(Rows from a data source)
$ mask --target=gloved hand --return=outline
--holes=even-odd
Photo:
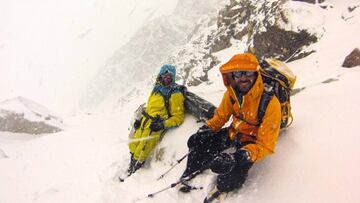
[[[242,166],[250,162],[249,152],[240,149],[235,153],[220,153],[210,163],[210,169],[214,173],[227,174],[230,173],[235,166]]]
[[[187,146],[189,149],[193,149],[200,145],[206,144],[213,133],[214,132],[211,130],[211,128],[209,128],[207,125],[203,125],[195,134],[190,136],[187,142]]]
[[[210,169],[217,174],[227,174],[235,167],[234,154],[220,153],[210,163]]]
[[[201,126],[196,133],[201,134],[201,133],[206,133],[209,131],[212,132],[211,128],[205,124],[205,125]]]
[[[134,122],[134,129],[137,130],[141,126],[141,120],[136,119]]]
[[[239,149],[234,153],[237,165],[244,165],[251,162],[250,153],[245,149]]]
[[[153,132],[159,131],[159,130],[164,130],[165,126],[164,126],[164,122],[162,120],[154,120],[151,122],[150,124],[150,130]]]

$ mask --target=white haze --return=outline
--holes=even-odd
[[[115,24],[120,21],[112,17],[122,15],[119,10],[130,13],[131,9],[125,8],[131,4],[129,8],[137,8],[136,16],[141,18],[147,9],[159,8],[158,16],[168,15],[176,5],[165,5],[168,1],[152,1],[150,5],[145,0],[69,1],[56,6],[46,2],[55,1],[1,2],[0,99],[21,95],[61,113],[75,106],[87,80],[135,32],[126,35],[122,28],[116,31],[120,25]],[[316,16],[322,22],[318,29],[324,30],[318,31],[323,36],[312,45],[315,53],[288,64],[297,75],[296,88],[305,88],[292,97],[294,123],[282,132],[276,153],[256,164],[244,188],[229,193],[224,202],[360,201],[360,69],[341,67],[345,56],[360,45],[360,8],[348,11],[349,5],[359,5],[359,1],[332,0],[326,4],[332,8],[289,3],[295,10],[306,5],[309,13],[294,17],[306,27],[314,25]],[[160,9],[165,6],[167,9]],[[55,26],[51,19],[60,14],[64,18]],[[146,20],[144,17],[133,24],[140,27]],[[226,62],[235,52],[232,47],[217,56]],[[224,91],[218,68],[210,71],[208,84],[190,89],[216,105]],[[190,115],[157,147],[155,154],[164,152],[161,161],[154,156],[124,183],[117,181],[129,162],[132,113],[146,99],[144,93],[112,113],[65,117],[64,131],[56,134],[39,137],[0,132],[0,202],[202,202],[215,177],[209,171],[192,182],[203,190],[182,194],[173,188],[146,198],[175,182],[184,170],[186,160],[156,181],[187,152],[186,140],[201,125]]]

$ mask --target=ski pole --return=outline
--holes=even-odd
[[[177,185],[180,184],[181,182],[182,182],[182,180],[179,180],[179,181],[177,181],[177,182],[175,182],[175,183],[172,183],[171,185],[167,186],[166,188],[163,188],[163,189],[161,189],[161,190],[159,190],[159,191],[157,191],[157,192],[148,194],[147,197],[154,197],[155,195],[157,195],[157,194],[159,194],[159,193],[161,193],[161,192],[163,192],[163,191],[165,191],[165,190],[168,190],[168,189],[170,189],[170,188],[173,188],[173,187],[177,186]]]
[[[175,166],[177,166],[178,164],[180,164],[180,162],[182,160],[184,160],[190,152],[186,153],[182,158],[180,158],[179,160],[176,160],[176,164],[174,164],[173,166],[171,166],[171,168],[169,168],[169,170],[167,170],[165,173],[163,173],[162,175],[160,175],[156,180],[160,180],[161,178],[163,178],[166,174],[168,174],[173,168],[175,168]]]
[[[190,179],[191,179],[192,177],[195,177],[198,173],[199,173],[198,171],[195,171],[192,174],[190,174],[188,177],[190,177]],[[170,188],[173,188],[173,187],[177,186],[180,183],[182,183],[185,186],[189,187],[190,190],[201,190],[201,189],[203,189],[203,187],[190,186],[189,184],[185,183],[185,181],[183,179],[180,178],[180,180],[178,180],[177,182],[172,183],[171,185],[169,185],[169,186],[167,186],[167,187],[165,187],[165,188],[163,188],[163,189],[161,189],[161,190],[159,190],[157,192],[148,194],[147,197],[154,197],[155,195],[157,195],[157,194],[159,194],[159,193],[161,193],[161,192],[163,192],[165,190],[168,190]]]

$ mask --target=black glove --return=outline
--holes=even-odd
[[[251,162],[250,153],[245,149],[239,149],[234,153],[236,164],[241,166]]]
[[[242,166],[250,162],[249,152],[240,149],[235,153],[220,153],[210,163],[210,169],[214,173],[227,174],[230,173],[235,166]]]
[[[213,131],[211,130],[211,128],[210,128],[209,126],[207,126],[207,125],[205,124],[205,125],[201,126],[196,133],[197,133],[197,134],[202,134],[202,133],[208,133],[208,132],[211,132],[211,133],[212,133]]]
[[[210,163],[210,169],[217,174],[227,174],[235,167],[234,154],[220,153]]]
[[[140,120],[136,119],[134,122],[134,129],[137,130],[140,128],[140,126],[141,126],[141,119]]]
[[[153,132],[156,132],[159,130],[164,130],[164,129],[165,129],[165,126],[164,126],[164,122],[162,120],[154,120],[150,124],[150,130]]]
[[[194,149],[199,147],[203,144],[208,143],[211,136],[213,136],[213,131],[207,125],[203,125],[199,128],[199,130],[190,136],[187,146],[189,149]]]

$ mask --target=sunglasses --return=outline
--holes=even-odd
[[[236,71],[231,73],[234,78],[240,78],[241,76],[251,77],[256,74],[255,71]]]

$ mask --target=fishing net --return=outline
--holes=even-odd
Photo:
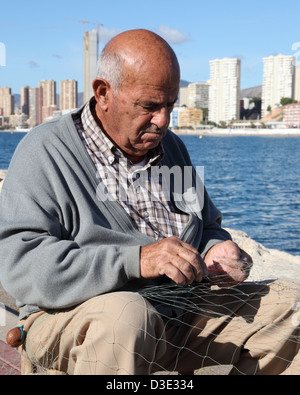
[[[251,368],[250,373],[243,364],[237,363],[241,346],[246,347],[249,340],[243,339],[243,333],[241,333],[244,331],[245,321],[248,322],[248,325],[252,325],[252,335],[260,334],[253,348],[259,358],[263,358],[264,353],[267,352],[275,354],[273,360],[277,360],[277,363],[273,363],[267,374],[279,374],[279,366],[282,363],[285,369],[292,368],[291,374],[300,373],[300,359],[297,362],[297,357],[294,358],[299,353],[300,346],[300,298],[298,297],[300,259],[280,251],[267,250],[246,235],[241,234],[241,232],[231,231],[231,233],[234,239],[240,243],[241,248],[248,247],[248,251],[251,250],[249,253],[254,257],[254,264],[245,283],[235,288],[220,288],[217,285],[208,285],[205,282],[184,286],[170,283],[162,286],[146,287],[140,292],[140,295],[149,300],[151,305],[159,306],[163,304],[177,309],[177,316],[173,318],[164,316],[162,313],[164,330],[167,331],[168,327],[172,327],[173,333],[175,333],[176,328],[181,328],[182,336],[178,341],[176,335],[166,338],[166,333],[162,332],[160,337],[155,339],[153,348],[157,347],[157,350],[161,342],[166,343],[167,354],[160,359],[155,357],[155,355],[157,356],[157,350],[150,350],[151,352],[146,350],[145,352],[141,349],[140,352],[136,351],[139,354],[138,358],[147,361],[147,373],[155,375],[191,373],[189,361],[193,361],[193,367],[196,366],[197,368],[192,369],[192,371],[196,375],[227,375],[233,366],[236,366],[235,373],[237,374],[255,374],[259,361]],[[268,294],[267,299],[265,298],[266,294]],[[251,306],[259,306],[263,304],[263,300],[266,301],[260,314],[253,314]],[[94,307],[89,312],[83,312],[81,315],[82,321],[88,321],[88,317],[93,317],[99,312],[105,311],[105,320],[112,318],[115,320],[114,330],[111,336],[103,339],[103,346],[95,347],[93,353],[86,356],[86,366],[89,366],[88,369],[92,374],[96,372],[97,362],[103,360],[103,352],[107,350],[107,346],[111,348],[113,354],[116,349],[123,347],[120,338],[130,336],[132,326],[137,325],[135,320],[130,321],[130,315],[128,315],[125,305],[122,305],[121,299],[119,302],[120,311],[116,315],[112,311],[105,310],[98,301],[95,301]],[[141,307],[140,299],[133,300],[131,303],[134,304],[133,311],[138,313]],[[245,306],[250,306],[250,309],[246,308],[245,310]],[[195,319],[187,322],[187,313],[192,313]],[[5,324],[4,319],[5,317],[2,314],[2,325]],[[214,324],[210,323],[212,322],[211,319],[213,319]],[[43,318],[41,320],[43,321]],[[43,324],[42,321],[40,323]],[[125,330],[121,336],[118,334],[117,327],[118,324],[122,323],[123,325],[125,322],[129,322],[128,330]],[[46,327],[45,330],[47,325],[49,327]],[[49,374],[51,368],[56,366],[60,358],[58,350],[62,347],[62,335],[70,331],[70,327],[65,323],[62,324],[57,335],[53,336],[52,323],[45,321],[43,326],[44,333],[46,333],[45,337],[52,338],[51,342],[47,342],[45,338],[39,339],[37,353],[35,354],[35,351],[28,353],[27,357],[37,366],[40,374]],[[199,327],[201,327],[201,330],[199,330]],[[227,332],[224,330],[226,327],[230,328]],[[6,327],[5,329],[10,328]],[[145,338],[149,335],[152,336],[152,334],[146,334],[144,328],[138,329]],[[194,347],[195,342],[190,341],[197,331],[199,336],[203,338],[201,347]],[[234,337],[231,336],[232,333],[235,333]],[[73,337],[73,333],[68,333],[68,335]],[[84,337],[87,336],[87,333],[85,333]],[[236,342],[233,341],[233,338]],[[242,343],[244,342],[244,344],[240,342],[240,339],[243,339]],[[174,347],[170,348],[172,342],[174,342]],[[268,347],[266,347],[267,344]],[[176,349],[175,353],[174,348]],[[42,349],[44,351],[40,353]],[[171,349],[173,351],[170,351]],[[129,350],[125,349],[123,352],[124,354],[130,353]],[[185,357],[187,359],[182,363],[181,358],[184,354],[187,355]],[[170,361],[168,361],[169,357]],[[66,359],[65,363],[62,364],[64,366],[68,365]],[[107,363],[108,359],[105,358],[105,360]],[[199,363],[197,364],[195,361],[199,361]],[[113,355],[109,364],[111,371],[114,373],[130,374],[126,367],[117,366]],[[0,375],[19,374],[19,366],[15,354],[12,357],[11,354],[8,354],[7,349],[2,348],[0,351]],[[289,370],[287,372],[289,373]]]

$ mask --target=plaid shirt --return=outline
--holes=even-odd
[[[154,183],[151,172],[163,158],[162,146],[149,151],[143,162],[132,164],[103,133],[90,106],[95,106],[94,99],[85,105],[81,116],[74,117],[74,123],[109,199],[124,208],[140,232],[156,240],[179,237],[189,216],[179,213],[168,200],[163,176],[160,174],[158,182]]]

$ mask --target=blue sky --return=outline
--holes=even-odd
[[[262,58],[296,54],[299,0],[40,0],[0,5],[0,43],[6,66],[0,86],[20,93],[42,79],[78,80],[83,90],[82,23],[101,23],[100,50],[118,32],[146,28],[161,34],[175,50],[181,78],[209,79],[209,60],[239,57],[241,87],[262,83]],[[86,29],[95,25],[86,24]]]

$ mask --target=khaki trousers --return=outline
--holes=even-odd
[[[28,358],[71,375],[138,375],[233,365],[231,374],[300,374],[299,298],[289,284],[197,287],[186,313],[161,317],[142,296],[115,292],[32,314]]]

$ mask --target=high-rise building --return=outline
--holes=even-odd
[[[300,65],[295,70],[295,94],[294,99],[300,102]]]
[[[236,58],[210,61],[209,121],[240,119],[241,61]]]
[[[97,29],[83,33],[84,102],[93,96],[92,82],[97,76],[98,46]]]
[[[60,81],[60,110],[73,110],[77,108],[78,84],[75,80]]]
[[[43,89],[43,106],[50,107],[56,105],[56,82],[53,80],[43,80],[39,82],[39,88]]]
[[[180,89],[180,106],[208,108],[209,85],[207,82],[193,82]]]
[[[29,115],[29,86],[21,88],[21,112]]]
[[[39,88],[42,94],[42,122],[57,109],[56,107],[56,82],[53,80],[40,81]]]
[[[294,98],[295,58],[276,55],[263,58],[262,117],[278,107],[283,97]]]
[[[42,123],[43,89],[29,88],[29,124],[34,127]]]
[[[11,94],[11,89],[0,87],[0,108],[4,117],[9,117],[15,112],[15,98]]]

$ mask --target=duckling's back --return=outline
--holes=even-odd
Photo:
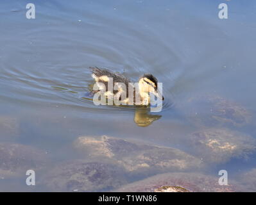
[[[113,80],[113,86],[118,83],[123,83],[126,88],[128,88],[129,79],[119,72],[113,72],[107,69],[99,69],[96,67],[90,69],[92,72],[92,78],[96,82],[104,83],[107,90],[108,90],[108,82],[110,78]]]

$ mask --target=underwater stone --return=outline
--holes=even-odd
[[[47,161],[46,154],[33,147],[17,144],[0,144],[0,177],[25,174],[40,169]]]
[[[207,163],[245,158],[256,148],[255,140],[250,136],[227,129],[206,129],[191,134],[189,139],[197,156]]]
[[[103,192],[126,183],[118,166],[76,160],[58,164],[44,177],[42,184],[54,192]]]
[[[74,147],[92,159],[112,160],[126,171],[147,175],[201,168],[201,161],[178,149],[108,137],[81,136]]]
[[[200,173],[172,172],[162,174],[126,184],[114,192],[153,192],[169,188],[169,191],[178,187],[177,192],[186,190],[191,192],[231,192],[240,191],[236,182],[228,181],[228,186],[221,186],[218,177]]]
[[[252,122],[252,114],[239,104],[214,95],[189,98],[180,109],[198,126],[228,125],[241,127]]]
[[[153,191],[154,192],[189,192],[185,188],[178,186],[163,186]]]
[[[17,118],[0,116],[0,139],[19,136],[19,123]]]

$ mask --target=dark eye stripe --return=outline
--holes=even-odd
[[[145,81],[144,79],[143,79],[143,81],[144,81],[144,82],[146,82],[146,83],[147,83],[148,85],[152,85],[152,83],[150,83],[149,82],[148,82],[148,81]],[[154,85],[153,85],[153,87],[155,87]],[[156,84],[156,86],[155,86],[155,90],[157,90],[157,84]]]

=== Written task ===
Transcribe the lines of the rows above, from the line with "--target=high-rise building --return=outline" up to and including the line with "[[[97,29],[83,33],[84,102],[93,96],[92,82],[97,76],[98,46]]]".

=== Exercise output ===
$ mask --target=high-rise building --return=outline
--holes=even-odd
[[[300,65],[295,70],[295,94],[294,99],[300,102]]]
[[[236,58],[210,61],[209,121],[240,119],[241,61]]]
[[[97,29],[83,33],[84,102],[93,96],[92,82],[97,76],[98,46]]]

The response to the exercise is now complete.